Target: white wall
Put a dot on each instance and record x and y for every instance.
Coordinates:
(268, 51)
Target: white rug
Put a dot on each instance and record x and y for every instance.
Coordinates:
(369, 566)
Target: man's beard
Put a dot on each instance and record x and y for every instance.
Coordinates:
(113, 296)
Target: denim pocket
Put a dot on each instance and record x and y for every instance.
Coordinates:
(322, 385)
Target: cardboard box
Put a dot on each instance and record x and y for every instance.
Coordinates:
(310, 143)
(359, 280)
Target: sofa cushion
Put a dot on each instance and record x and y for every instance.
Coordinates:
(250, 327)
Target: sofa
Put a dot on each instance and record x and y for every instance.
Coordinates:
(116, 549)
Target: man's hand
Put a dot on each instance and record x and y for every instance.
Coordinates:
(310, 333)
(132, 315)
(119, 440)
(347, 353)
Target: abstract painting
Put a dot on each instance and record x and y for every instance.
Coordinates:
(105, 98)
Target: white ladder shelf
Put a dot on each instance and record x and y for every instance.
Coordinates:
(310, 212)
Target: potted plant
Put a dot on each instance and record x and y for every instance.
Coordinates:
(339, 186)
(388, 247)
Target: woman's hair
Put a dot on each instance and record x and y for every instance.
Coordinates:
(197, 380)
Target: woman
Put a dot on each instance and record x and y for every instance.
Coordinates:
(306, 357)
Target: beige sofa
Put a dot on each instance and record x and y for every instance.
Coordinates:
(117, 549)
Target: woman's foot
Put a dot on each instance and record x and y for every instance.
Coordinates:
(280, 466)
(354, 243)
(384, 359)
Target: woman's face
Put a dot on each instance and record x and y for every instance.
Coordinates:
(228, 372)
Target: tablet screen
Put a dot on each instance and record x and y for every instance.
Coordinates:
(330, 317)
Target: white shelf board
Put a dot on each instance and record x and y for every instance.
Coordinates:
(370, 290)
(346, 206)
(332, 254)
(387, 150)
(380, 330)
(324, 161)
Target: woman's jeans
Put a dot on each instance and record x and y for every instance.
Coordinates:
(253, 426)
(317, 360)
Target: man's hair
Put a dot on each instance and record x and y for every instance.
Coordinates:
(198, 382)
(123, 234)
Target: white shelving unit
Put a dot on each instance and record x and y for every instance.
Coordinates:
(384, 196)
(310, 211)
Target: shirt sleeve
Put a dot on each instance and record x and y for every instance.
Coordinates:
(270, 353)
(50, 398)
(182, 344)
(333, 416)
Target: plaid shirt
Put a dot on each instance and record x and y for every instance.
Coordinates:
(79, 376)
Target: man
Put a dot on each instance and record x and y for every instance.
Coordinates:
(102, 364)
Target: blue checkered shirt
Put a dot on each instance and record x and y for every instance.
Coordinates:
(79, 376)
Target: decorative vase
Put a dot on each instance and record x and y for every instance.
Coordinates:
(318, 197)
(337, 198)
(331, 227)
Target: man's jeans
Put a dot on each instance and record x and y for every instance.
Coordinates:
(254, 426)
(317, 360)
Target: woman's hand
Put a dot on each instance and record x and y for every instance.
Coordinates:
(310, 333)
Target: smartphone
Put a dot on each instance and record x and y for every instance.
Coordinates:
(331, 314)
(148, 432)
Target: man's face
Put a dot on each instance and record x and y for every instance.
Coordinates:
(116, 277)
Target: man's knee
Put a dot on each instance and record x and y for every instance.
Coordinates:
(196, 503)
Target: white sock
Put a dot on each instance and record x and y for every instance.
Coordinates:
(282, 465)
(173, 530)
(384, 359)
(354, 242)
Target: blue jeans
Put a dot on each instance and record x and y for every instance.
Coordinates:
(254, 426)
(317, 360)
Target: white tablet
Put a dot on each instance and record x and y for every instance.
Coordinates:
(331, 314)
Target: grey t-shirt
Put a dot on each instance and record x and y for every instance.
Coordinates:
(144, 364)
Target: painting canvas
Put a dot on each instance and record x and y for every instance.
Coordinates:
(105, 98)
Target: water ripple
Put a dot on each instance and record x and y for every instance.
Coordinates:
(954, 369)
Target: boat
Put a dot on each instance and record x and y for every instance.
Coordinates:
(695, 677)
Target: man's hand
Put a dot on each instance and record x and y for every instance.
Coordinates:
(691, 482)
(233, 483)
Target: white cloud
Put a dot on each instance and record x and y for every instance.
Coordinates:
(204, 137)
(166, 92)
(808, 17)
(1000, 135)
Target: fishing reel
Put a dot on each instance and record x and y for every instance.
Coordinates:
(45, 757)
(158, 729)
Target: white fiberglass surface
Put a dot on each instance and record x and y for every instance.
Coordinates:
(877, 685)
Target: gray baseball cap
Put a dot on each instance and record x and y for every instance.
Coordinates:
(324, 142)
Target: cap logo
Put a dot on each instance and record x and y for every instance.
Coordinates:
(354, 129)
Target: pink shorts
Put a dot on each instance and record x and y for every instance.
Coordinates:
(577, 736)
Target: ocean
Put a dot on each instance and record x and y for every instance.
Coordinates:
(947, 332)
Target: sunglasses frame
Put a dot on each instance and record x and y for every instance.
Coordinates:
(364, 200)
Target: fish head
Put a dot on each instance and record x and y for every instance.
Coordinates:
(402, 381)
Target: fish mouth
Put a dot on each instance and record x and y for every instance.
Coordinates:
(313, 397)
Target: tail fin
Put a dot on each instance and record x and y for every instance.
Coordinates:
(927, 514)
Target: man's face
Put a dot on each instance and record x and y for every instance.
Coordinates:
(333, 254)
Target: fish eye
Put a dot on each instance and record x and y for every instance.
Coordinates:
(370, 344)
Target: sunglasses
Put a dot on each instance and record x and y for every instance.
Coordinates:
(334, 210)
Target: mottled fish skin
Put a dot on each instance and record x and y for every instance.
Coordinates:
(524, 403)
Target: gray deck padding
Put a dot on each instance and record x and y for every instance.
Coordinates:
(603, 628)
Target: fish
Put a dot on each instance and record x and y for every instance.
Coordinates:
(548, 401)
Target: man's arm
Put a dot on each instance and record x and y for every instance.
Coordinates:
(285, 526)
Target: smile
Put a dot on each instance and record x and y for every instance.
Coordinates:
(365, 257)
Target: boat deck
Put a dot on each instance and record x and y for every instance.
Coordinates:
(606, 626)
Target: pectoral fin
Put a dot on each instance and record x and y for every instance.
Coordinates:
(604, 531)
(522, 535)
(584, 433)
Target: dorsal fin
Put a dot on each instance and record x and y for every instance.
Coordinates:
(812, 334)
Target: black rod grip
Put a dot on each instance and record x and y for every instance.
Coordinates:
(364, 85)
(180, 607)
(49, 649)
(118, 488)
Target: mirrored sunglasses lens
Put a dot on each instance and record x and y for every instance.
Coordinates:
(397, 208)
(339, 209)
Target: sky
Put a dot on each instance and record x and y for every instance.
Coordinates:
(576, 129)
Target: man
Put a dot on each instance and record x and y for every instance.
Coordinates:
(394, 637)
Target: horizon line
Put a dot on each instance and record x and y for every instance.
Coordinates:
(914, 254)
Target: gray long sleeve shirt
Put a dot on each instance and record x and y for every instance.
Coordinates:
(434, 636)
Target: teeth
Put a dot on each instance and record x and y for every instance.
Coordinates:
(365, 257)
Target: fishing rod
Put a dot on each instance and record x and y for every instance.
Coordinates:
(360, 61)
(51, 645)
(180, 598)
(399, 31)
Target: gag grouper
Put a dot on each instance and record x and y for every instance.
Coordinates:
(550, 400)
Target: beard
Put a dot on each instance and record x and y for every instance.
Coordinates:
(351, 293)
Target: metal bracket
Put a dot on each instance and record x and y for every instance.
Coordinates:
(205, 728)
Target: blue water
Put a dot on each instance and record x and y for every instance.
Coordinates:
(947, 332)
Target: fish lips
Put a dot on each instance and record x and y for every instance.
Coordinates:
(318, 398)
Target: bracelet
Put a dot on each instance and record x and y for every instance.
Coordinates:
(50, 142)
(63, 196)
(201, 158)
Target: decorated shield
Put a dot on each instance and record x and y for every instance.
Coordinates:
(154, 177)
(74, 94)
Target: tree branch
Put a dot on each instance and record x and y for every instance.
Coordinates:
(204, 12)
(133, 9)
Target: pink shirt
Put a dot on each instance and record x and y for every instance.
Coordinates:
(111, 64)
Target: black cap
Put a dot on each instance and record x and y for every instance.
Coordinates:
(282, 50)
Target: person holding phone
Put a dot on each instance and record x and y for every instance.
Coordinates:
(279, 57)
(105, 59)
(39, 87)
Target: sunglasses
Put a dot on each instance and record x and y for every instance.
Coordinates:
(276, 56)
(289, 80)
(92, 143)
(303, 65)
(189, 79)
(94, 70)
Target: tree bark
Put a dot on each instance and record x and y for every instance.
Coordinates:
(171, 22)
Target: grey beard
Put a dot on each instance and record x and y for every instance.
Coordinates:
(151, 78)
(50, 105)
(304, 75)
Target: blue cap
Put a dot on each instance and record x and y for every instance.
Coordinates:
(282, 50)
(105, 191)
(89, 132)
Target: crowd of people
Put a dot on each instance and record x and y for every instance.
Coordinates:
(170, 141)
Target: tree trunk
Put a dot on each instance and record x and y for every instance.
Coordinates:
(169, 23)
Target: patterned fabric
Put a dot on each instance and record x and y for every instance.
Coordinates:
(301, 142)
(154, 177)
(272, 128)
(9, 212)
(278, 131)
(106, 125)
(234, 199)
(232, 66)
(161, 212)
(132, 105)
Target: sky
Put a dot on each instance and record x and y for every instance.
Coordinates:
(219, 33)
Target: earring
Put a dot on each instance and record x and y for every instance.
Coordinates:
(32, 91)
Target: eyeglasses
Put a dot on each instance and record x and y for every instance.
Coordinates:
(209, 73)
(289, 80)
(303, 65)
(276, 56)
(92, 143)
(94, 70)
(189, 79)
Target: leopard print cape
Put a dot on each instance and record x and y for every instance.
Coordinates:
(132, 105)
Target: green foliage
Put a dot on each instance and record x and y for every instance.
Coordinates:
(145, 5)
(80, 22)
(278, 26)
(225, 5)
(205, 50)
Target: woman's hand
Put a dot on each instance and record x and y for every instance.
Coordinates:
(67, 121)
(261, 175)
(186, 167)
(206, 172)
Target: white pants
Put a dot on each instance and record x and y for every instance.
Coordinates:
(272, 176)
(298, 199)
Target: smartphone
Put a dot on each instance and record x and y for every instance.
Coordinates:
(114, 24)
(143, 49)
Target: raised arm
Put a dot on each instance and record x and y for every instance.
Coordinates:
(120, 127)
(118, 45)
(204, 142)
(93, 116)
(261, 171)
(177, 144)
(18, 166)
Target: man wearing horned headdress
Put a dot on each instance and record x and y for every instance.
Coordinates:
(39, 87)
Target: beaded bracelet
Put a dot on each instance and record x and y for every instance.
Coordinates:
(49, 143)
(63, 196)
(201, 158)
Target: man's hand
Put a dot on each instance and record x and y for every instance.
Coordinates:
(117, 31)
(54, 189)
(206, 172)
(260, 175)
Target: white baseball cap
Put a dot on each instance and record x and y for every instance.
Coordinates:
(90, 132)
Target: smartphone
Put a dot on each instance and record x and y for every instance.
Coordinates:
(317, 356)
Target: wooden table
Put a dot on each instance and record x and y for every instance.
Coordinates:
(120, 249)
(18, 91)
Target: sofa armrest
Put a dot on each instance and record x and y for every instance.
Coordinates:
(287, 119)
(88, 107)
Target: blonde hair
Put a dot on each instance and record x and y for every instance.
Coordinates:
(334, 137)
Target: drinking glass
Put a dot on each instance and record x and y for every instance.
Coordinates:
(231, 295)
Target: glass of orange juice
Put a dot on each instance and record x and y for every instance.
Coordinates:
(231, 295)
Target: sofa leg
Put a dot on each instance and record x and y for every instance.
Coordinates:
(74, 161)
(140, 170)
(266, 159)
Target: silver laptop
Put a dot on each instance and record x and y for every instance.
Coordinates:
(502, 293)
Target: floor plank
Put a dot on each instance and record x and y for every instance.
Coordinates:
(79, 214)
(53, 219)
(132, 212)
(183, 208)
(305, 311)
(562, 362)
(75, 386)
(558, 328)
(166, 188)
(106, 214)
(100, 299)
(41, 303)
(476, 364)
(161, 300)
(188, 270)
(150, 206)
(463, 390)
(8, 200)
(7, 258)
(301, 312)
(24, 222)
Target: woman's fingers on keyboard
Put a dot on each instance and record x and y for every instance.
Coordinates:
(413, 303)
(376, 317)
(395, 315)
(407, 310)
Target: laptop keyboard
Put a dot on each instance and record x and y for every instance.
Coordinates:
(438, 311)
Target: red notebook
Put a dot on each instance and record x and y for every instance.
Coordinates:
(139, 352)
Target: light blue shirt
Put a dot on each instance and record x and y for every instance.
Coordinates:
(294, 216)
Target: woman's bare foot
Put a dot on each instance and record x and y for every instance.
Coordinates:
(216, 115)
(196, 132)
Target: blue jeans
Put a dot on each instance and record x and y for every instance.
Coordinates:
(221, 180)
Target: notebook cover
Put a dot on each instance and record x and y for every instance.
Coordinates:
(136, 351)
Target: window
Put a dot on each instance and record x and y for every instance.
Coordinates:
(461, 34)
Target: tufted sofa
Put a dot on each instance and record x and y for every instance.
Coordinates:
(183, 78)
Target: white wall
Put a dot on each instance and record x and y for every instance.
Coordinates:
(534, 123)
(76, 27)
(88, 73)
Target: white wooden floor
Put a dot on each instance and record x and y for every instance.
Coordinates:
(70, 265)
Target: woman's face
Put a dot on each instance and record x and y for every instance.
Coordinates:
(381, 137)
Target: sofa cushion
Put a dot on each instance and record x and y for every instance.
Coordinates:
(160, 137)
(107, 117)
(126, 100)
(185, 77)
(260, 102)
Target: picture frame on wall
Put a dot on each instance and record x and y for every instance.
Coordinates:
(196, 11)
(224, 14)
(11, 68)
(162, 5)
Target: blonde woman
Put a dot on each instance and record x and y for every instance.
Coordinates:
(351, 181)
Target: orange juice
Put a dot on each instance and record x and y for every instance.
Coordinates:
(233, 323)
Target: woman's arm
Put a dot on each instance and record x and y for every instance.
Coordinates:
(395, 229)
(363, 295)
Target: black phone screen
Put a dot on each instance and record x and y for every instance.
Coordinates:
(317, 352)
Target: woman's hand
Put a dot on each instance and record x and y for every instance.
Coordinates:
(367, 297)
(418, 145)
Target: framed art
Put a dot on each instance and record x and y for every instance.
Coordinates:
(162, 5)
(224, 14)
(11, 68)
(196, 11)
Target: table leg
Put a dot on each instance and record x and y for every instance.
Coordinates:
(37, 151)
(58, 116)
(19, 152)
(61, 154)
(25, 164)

================

• **What to work on**:
Rewrite the records from the line containing "Target: woman's arm" through the end of the records, inclusive, replacing "framed art" with "wall art" and leaving everything else unchanged.

• **The result**:
Target: woman's arm
Put a dot on each instance and record x and y for every instance.
Coordinates:
(395, 229)
(363, 295)
Target: black phone screen
Put a dot on each instance and record x and y for every instance.
Coordinates:
(317, 352)
Target: woman's hand
Put a dot on each instance and record x and y for every instance.
Coordinates:
(367, 297)
(418, 145)
Target: wall art
Put a dot on each instance and record x and y for every instance.
Coordinates:
(162, 5)
(224, 14)
(11, 68)
(196, 11)
Target: table leg
Put a dot on each instance and record x and y for every instance.
Coordinates:
(37, 151)
(58, 116)
(19, 152)
(61, 154)
(25, 164)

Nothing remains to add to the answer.